*Your instructions*: Can you turn the lines of all the records below into a single numbered list, with any blank lines left out?

*Supplied data*:
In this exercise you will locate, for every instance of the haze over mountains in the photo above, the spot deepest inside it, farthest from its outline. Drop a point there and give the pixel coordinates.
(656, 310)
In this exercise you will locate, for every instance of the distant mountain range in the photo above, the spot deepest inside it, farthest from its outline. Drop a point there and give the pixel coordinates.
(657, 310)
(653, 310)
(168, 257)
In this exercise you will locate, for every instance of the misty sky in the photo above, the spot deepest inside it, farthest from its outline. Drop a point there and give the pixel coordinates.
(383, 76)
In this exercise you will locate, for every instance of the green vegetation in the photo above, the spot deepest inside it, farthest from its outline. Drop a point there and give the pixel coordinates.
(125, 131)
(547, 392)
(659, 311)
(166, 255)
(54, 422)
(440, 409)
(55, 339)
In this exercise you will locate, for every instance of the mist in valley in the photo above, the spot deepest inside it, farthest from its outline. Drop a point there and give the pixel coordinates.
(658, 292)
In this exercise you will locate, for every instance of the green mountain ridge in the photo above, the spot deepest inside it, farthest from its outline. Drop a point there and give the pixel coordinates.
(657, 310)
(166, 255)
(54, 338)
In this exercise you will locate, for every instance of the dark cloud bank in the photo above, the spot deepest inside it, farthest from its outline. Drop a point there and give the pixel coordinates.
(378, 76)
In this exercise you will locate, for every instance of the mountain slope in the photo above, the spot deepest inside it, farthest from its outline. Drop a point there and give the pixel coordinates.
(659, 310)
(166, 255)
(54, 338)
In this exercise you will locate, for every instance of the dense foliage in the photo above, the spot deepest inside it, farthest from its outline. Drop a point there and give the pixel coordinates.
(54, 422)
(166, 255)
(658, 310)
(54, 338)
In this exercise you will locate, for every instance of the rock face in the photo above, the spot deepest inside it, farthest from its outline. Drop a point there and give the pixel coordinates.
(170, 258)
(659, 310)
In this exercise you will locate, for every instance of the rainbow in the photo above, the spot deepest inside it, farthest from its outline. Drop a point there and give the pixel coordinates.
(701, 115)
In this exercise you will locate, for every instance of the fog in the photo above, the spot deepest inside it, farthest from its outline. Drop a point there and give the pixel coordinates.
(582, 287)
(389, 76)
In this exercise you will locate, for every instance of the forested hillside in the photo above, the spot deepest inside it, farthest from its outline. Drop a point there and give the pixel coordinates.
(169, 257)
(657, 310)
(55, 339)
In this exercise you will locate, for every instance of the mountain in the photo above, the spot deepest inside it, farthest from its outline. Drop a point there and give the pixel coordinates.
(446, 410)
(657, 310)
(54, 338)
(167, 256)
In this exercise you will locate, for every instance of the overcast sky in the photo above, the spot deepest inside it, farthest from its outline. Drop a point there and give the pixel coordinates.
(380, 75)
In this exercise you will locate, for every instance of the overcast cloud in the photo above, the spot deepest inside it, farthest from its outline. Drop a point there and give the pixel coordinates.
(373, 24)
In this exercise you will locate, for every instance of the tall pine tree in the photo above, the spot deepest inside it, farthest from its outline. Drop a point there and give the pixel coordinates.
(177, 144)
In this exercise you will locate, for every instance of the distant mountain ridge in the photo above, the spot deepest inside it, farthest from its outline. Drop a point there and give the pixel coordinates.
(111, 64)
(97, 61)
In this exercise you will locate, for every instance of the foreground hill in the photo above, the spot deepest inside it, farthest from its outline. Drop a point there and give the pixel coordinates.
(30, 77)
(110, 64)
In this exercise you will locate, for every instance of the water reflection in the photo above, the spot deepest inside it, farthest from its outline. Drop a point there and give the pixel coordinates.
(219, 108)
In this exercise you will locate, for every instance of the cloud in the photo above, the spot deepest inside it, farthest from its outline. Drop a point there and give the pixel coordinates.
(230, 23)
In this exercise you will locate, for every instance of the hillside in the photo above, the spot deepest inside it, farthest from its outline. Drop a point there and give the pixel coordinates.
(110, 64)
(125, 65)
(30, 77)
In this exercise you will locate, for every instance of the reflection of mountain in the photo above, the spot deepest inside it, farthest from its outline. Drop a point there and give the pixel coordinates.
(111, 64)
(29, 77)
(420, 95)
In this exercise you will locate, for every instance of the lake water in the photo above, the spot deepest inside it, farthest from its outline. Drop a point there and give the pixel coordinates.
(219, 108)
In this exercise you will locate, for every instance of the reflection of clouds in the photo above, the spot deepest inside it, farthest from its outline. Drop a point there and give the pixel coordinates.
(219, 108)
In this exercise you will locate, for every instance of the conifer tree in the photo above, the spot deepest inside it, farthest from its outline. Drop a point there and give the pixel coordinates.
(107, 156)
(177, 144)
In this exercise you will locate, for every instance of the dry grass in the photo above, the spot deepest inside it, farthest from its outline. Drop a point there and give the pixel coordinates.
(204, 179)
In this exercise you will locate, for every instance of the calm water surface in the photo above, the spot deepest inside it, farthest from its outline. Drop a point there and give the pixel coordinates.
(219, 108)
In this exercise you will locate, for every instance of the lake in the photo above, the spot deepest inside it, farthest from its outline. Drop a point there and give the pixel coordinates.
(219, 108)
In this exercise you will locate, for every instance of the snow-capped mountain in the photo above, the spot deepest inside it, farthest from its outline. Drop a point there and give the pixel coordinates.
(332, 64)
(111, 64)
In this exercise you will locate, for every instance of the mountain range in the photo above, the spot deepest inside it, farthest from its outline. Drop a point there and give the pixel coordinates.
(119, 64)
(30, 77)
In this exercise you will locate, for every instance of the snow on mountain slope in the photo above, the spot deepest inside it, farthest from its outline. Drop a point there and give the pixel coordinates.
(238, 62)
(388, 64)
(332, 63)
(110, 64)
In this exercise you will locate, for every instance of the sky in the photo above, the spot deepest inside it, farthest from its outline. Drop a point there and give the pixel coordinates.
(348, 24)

*Written solution*:
1. In this exercise you will locate, for every instance of the haze over mountains in the photo above, the spot deepest inside it, farthest from its outline. Drop a point there and give the pixel coordinates.
2. (656, 310)
3. In this exercise you will locate, for every instance of the distant mountain range in the photo above, the spot deepest inside it, farthest from its outline. Drop a point there and give the pixel coordinates.
4. (657, 310)
5. (653, 310)
6. (168, 257)
7. In this exercise you will locate, for every instance of the misty sky in the photo above, the spot deepest inside it, farthest from its outline. Drop a point there and give the pixel coordinates.
8. (383, 76)
9. In this exercise you will locate, for every instance of the green vegetation in the photo above, the spot deepest inside it, farthest from its outline. Drop a point there and give the pixel coordinates.
10. (125, 131)
11. (547, 392)
12. (659, 311)
13. (166, 255)
14. (54, 422)
15. (440, 409)
16. (55, 339)
17. In this exercise you will locate, for every instance of the mist in valley in the photo above, the spot deepest inside it, farthest from its outline. Drop a point there and give the pixel coordinates.
18. (658, 292)
19. In this exercise you will locate, for every instance of the green mountain ridge in the photo above, the spot deepest inside it, farthest from its outline. Drop a point there and give the pixel coordinates.
20. (657, 310)
21. (166, 255)
22. (54, 338)
23. In this exercise you will locate, for every instance of the dark cloud bank in the photo above, the spot deepest inside it, farthest from its outline. Drop a point there and give the pixel coordinates.
24. (378, 76)
25. In this exercise you will locate, for every instance of the mountain slope in the photo above, the spot deepest inside it, farthest from its outline. Drop a point there and give the pixel coordinates.
26. (659, 310)
27. (166, 255)
28. (54, 338)
29. In this exercise you will locate, for every instance of the dense foliage in the photo above, the spot deepest inside it, farthest from its outline. Drop a point there and give the pixel coordinates.
30. (54, 422)
31. (166, 255)
32. (658, 310)
33. (54, 338)
34. In this exercise you will locate, for every instance of the rock face in the photo above, the spot deepest inside it, farthest from its outline. Drop a point there and give the pixel coordinates.
35. (170, 258)
36. (659, 310)
37. In this exercise you will locate, for every instance of the rainbow in the photo above, the spot deepest inside it, farthest from its outline. Drop a point there and give the pixel coordinates.
38. (701, 115)
39. In this exercise you will locate, for every instance of the fog in the photo above, the spot deepest inside it, farthest from its outline. Drop a point there and give the pixel coordinates.
40. (582, 287)
41. (389, 76)
42. In this exercise you will locate, for every instance of the forested hillside in the photo above, the spot deepest inside it, farthest from its outline. Drop a point there and give the pixel coordinates.
43. (169, 257)
44. (657, 310)
45. (55, 339)
46. In this exercise you will locate, for every instance of the mountain in the photo above, the spot deepest inside it, farthest from its outline. Drop a point there and give the pixel coordinates.
47. (446, 410)
48. (657, 310)
49. (54, 338)
50. (167, 256)
51. In this exercise you will locate, for every instance of the overcast sky in the photo above, the spot deepest inside it, farthest from its outline. Drop a point there and give the pixel coordinates.
52. (380, 75)
53. In this exercise you will locate, for every instance of the overcast cloud in the photo above, the spot deepest inside it, farthest from its outline. Drop a point there and give the pixel coordinates.
54. (373, 24)
55. In this exercise you will locate, for every instance of the tall pine tree in the photo above, the spot deepest inside it, farthest from its outline. Drop a point there and give the pixel coordinates.
56. (177, 144)
57. In this exercise you will locate, for every instance of the distant mountain ridge in the photo above, the spot deepest inside it, farthest from its outline. Drop a point there and give the pixel coordinates.
58. (111, 64)
59. (97, 61)
60. In this exercise you will locate, for every instance of the foreground hill in the photo above, the spot deepest inside it, farthest from its outline. Drop a point there and give the pixel coordinates.
61. (30, 77)
62. (110, 64)
63. In this exercise you will locate, for every instance of the water reflection in the photo above, the spot deepest inside it, farthest from its outline. Drop a point there and give the pixel coordinates.
64. (219, 108)
65. In this exercise you will locate, for every instance of the cloud in the photo above, the spot deepest inside it, farthest from its outline. Drop a point there and give the pixel coordinates.
66. (230, 23)
67. In this exercise you will locate, for every instance of the hillside in the photo above, the spot deepest inside it, farthest from its outline. Drop a point there and give the pixel coordinates.
68. (110, 64)
69. (125, 65)
70. (30, 77)
71. In this exercise you will locate, for every instance of the reflection of mountain in the photo above, the spot deepest inside it, farthest from its outline. Drop a point there and give the pixel coordinates.
72. (111, 64)
73. (29, 77)
74. (420, 95)
75. In this exercise you will locate, for every instance of the lake water in the photo above, the spot deepest inside it, farthest from its outline. Drop a point there and give the pixel coordinates.
76. (219, 108)
77. In this exercise you will locate, for every instance of the reflection of clouds in the photo above, the spot deepest inside it, farthest from its outline. Drop a point there and give the pixel coordinates.
78. (219, 108)
79. In this exercise you will locate, for every instance of the conifer tree in the photo above, the spot deepest inside it, farthest from its outline. Drop a point there and give the pixel coordinates.
80. (107, 156)
81. (177, 144)
82. In this exercise you will locate, for every instance of the dry grass in the photo above, the spot deepest inside it, farthest from its outline. Drop a point there and give the pixel coordinates.
83. (204, 179)
84. In this exercise you will locate, for every instance of the calm water surface in the photo above, the spot deepest inside it, farthest from its outline. Drop a point there and give the pixel coordinates.
85. (219, 108)
86. In this exercise you will locate, for every instance of the lake in the photo above, the spot deepest inside it, farthest from its outline. Drop a point there and give the pixel coordinates.
87. (219, 108)
88. In this exercise you will locate, for every instance of the snow-capped mountain in the photo above, the spot deepest inside it, farthest from its outline. Drop a point there and give the pixel coordinates.
89. (332, 64)
90. (111, 64)
91. In this exercise you will locate, for every instance of the mountain range in the photo above, the spot deepest inside it, farthest from its outline. Drop a point there and give the pixel coordinates.
92. (119, 64)
93. (30, 77)
94. In this exercise you will locate, for every instance of the snow on mountain slope in the photo above, the spot deepest inside it, farthest from its outline. Drop a point there and give the pixel coordinates.
95. (238, 62)
96. (388, 64)
97. (332, 63)
98. (110, 64)
99. In this exercise you will locate, for every instance of the sky in the photo above, the spot deepest inside it, farthest from its outline. Drop a point there and give the pixel coordinates.
100. (348, 24)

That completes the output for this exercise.